REQUIREMENTS
Print each of the records below word for word, leaving out the pictures.

--- begin STORED DATA ---

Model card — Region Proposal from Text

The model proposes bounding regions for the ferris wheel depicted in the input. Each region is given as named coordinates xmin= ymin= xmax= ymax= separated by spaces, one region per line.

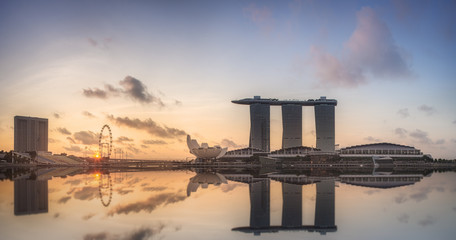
xmin=98 ymin=124 xmax=112 ymax=159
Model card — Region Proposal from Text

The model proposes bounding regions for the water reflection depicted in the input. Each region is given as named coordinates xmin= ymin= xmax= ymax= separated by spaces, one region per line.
xmin=14 ymin=179 xmax=49 ymax=216
xmin=0 ymin=166 xmax=456 ymax=239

--- end STORED DATA ---

SOLVED PROBLEM
Model card — Region Proposal from Text

The model proposes bounding regions for the ferris wheel depicted in the input. Each region is given as named coordinates xmin= ymin= xmax= ymax= separated by spaces, one region per line.

xmin=98 ymin=124 xmax=112 ymax=159
Model card — Region Proposal from Text

The model proposes bounding regions for the water reflection depicted in the input. Each region is given as named coordinates xmin= ymin= xmax= ymax= separated by spaces, one region per line.
xmin=14 ymin=179 xmax=49 ymax=216
xmin=0 ymin=166 xmax=456 ymax=239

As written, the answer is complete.